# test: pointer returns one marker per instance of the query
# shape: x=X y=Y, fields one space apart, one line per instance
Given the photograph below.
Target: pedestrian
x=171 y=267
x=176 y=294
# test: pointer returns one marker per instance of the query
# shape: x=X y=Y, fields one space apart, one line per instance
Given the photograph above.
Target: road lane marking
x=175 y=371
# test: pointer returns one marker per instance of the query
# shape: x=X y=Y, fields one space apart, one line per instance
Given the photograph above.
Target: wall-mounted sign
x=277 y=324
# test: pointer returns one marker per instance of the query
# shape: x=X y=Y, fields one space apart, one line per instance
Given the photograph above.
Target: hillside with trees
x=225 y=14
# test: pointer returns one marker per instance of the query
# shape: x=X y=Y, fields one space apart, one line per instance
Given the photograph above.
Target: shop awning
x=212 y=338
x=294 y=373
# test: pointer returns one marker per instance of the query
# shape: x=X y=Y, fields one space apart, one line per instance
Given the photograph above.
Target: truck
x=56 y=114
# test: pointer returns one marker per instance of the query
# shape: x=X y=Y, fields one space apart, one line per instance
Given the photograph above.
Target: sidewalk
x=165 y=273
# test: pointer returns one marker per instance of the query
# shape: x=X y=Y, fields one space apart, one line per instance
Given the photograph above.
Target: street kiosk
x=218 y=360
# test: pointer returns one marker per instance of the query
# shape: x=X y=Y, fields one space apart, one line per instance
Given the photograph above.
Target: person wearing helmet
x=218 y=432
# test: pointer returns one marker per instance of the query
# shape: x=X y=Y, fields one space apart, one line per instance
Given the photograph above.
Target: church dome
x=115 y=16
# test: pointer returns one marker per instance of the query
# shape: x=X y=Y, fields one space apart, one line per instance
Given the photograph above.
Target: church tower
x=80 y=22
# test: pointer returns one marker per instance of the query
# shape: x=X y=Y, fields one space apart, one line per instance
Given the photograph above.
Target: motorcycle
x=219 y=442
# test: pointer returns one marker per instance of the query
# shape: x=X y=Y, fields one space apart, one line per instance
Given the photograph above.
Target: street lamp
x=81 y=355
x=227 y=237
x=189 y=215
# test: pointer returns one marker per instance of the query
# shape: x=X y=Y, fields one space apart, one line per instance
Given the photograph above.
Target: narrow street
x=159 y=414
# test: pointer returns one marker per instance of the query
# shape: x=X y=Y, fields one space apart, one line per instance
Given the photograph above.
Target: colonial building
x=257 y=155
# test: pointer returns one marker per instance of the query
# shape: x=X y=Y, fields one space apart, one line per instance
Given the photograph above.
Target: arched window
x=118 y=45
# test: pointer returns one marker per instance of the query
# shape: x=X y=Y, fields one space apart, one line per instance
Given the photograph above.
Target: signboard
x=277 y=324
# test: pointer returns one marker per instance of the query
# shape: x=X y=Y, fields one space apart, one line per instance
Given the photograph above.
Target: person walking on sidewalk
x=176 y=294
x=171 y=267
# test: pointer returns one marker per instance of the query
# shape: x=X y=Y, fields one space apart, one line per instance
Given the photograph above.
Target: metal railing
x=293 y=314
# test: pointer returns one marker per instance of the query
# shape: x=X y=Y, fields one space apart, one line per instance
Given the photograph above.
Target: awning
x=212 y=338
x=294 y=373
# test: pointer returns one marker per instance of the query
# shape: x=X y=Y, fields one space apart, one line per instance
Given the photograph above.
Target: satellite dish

━━━━━━━━

_DETALLES DEL EJERCICIO_:
Reproduce sin ninguna modificación todas las líneas de las entradas anteriores, de la primera a la última.

_RESPUESTA DE TAREA_:
# test: pointer returns one marker per instance of the query
# shape: x=X y=Y, fields one space apart, one line per instance
Given the photograph below.
Target: pedestrian
x=171 y=267
x=176 y=294
# test: pointer returns one marker per instance of the query
# shape: x=X y=Y, fields one space apart, one line per instance
Given the photograph above.
Target: road lane marking
x=175 y=371
# test: pointer returns one marker per instance of the query
# shape: x=X y=Y, fields one space apart, one line per instance
Given the photograph above.
Target: wall-mounted sign
x=277 y=324
# test: pointer returns one marker per instance of the query
# shape: x=X y=Y, fields one space apart, one line per instance
Given the photograph above.
Target: hillside with trees
x=225 y=14
# test: pointer returns one marker per instance of the query
# shape: x=X y=Y, fields one space apart, one line per instance
Given the photograph above.
Target: shop awning
x=212 y=338
x=294 y=373
# test: pointer returns one marker per instance of the query
# shape: x=X y=Y, fields one space apart, one line per instance
Given the photograph above.
Target: truck
x=56 y=114
# test: pointer returns one marker per instance of the query
# shape: x=X y=Y, fields one space apart, one line per instance
Given the photograph above.
Target: sidewalk
x=165 y=273
# test: pointer returns one marker per instance of the query
# shape: x=X y=Y, fields one space apart, one line per instance
Given the photograph above.
Target: street kiosk
x=218 y=360
# test: pointer returns one marker per instance of the query
# shape: x=X y=Y, fields one space apart, one line per instance
Given the photograph above.
Target: person wearing helmet
x=218 y=432
# test: pointer returns one marker per instance of the query
# shape: x=X y=Y, fields one space apart, one line per instance
Given the photograph above.
Target: church dome
x=115 y=16
# test: pointer returns one marker per instance of the query
# shape: x=X y=Y, fields one space apart, one line per instance
Given the photograph above.
Target: church tower
x=80 y=22
# test: pointer returns one marker per instance of the query
# shape: x=X y=Y, fields one space apart, one line per instance
Given the photograph above.
Target: motorcycle
x=219 y=442
# test: pointer returns one marker per instance of the query
# shape: x=X y=Y, fields one space apart, one line per instance
Given the photograph above.
Target: street lamp
x=81 y=355
x=227 y=237
x=189 y=215
# test: pointer returns one marker per instance of the query
# shape: x=X y=Y, fields one space apart, one line per instance
Given the photograph above.
Target: narrow street
x=159 y=414
# test: pointer returns one marker per instance of the query
# shape: x=X y=Y, fields one space apart, one line per instance
Given the photograph above.
Target: colonial building
x=257 y=155
# test: pointer returns one marker per instance of the query
# shape: x=X y=Y, fields one space apart, one line per instance
Given the photograph above.
Target: arched window
x=118 y=45
# test: pointer returns one marker per instance of the query
# shape: x=X y=Y, fields one space apart, one line per instance
Given the photograph above.
Target: signboard
x=277 y=324
# test: pointer returns one marker per instance of the query
# shape: x=X y=Y, fields one space apart, one line per instance
Given the photograph above.
Target: person walking on sidewalk
x=176 y=294
x=171 y=267
# test: pointer returns one marker per instance of the query
# shape: x=X y=Y, fields one space apart, one line per instance
Given the photograph above.
Target: metal railing
x=293 y=314
# test: pointer returns one marker per instance of the query
# shape: x=X y=Y, fields one space apart, one line per instance
Given the photograph above.
Target: awning
x=212 y=338
x=294 y=373
# test: pointer returns one marker per instance of the query
# shape: x=X y=Y, fields one space apart, one line per instance
Given the photograph above.
Target: satellite dish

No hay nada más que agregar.